EXTRACT:
-- begin --

Anyway, if the review I read was accurate, this book had a lot of faults. The chief fault appeared to be that it was from a Christian publisher, yet was not Christian fiction.

Well, sold.

Okay, not sold. But I requested a review copy from NetGalley, because I wanted to find out for myself.

The writing was brilliant.

Julie Cantrell has a gift with words, with emotion. The plot was generally strong. I thought the plot device used to get Eva home to her family was contrived almost to the point of being unbelievable, but the writing was outstanding and the characterisation was solid enough that I was prepared to let a less-than-believable plot point pass.

Perennials is the story of a middle-aged professional woman who learns the hard way success isn't defined by your salary or your job title (or your ability to life a Pinterest-worthy life), but by being true to yourself. She also learns that we can't judge and resent others for their Pinterest-perfect lives, because we don't know what they're hiding.

These are powerful lessons.

-- end --

DATASET EXTRACT:
-- begin --

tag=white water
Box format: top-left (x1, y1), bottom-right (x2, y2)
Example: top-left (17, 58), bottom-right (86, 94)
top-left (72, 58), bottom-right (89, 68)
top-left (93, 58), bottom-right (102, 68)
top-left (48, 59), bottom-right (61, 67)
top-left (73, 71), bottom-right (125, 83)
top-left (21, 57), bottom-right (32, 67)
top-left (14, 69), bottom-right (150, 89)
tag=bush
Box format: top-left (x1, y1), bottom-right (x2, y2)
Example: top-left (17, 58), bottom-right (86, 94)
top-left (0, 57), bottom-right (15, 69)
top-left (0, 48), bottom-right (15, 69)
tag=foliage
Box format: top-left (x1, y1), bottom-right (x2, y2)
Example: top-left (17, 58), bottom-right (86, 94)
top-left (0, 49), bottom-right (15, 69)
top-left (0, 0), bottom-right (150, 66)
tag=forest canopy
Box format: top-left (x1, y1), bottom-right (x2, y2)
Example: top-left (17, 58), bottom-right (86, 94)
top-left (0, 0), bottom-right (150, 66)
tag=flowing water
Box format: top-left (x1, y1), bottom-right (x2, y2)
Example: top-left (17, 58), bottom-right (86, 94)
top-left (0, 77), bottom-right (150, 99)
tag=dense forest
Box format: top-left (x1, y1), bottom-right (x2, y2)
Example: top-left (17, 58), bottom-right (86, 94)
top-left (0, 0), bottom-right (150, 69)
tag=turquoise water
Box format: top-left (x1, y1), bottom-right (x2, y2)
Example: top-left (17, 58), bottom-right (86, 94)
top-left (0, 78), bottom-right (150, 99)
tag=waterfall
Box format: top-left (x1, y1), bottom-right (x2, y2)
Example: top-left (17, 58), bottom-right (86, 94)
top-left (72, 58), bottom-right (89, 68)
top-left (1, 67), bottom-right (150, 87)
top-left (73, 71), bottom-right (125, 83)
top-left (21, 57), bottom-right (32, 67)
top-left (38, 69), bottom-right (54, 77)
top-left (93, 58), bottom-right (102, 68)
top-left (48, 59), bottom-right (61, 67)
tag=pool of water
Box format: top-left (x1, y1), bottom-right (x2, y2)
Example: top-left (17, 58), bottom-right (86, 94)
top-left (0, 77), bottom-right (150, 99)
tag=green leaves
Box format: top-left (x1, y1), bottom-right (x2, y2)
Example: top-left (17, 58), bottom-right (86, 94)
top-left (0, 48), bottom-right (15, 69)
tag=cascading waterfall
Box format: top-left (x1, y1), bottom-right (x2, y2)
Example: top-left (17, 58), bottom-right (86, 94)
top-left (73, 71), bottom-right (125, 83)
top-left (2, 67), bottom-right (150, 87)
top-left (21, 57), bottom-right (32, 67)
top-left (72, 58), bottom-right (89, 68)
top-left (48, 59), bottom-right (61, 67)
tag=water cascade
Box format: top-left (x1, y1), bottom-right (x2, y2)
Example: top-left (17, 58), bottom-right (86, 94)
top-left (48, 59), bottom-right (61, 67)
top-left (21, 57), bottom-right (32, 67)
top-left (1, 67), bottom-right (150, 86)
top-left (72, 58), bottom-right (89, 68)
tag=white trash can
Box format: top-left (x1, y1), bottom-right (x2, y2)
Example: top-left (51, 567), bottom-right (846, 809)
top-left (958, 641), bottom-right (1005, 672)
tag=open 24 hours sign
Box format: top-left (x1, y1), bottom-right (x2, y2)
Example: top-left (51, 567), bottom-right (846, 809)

-- end --

GOAL OF THE EXERCISE: In the book review, from where was a review copy requested?

SOLUTION TO THIS TASK: NetGalley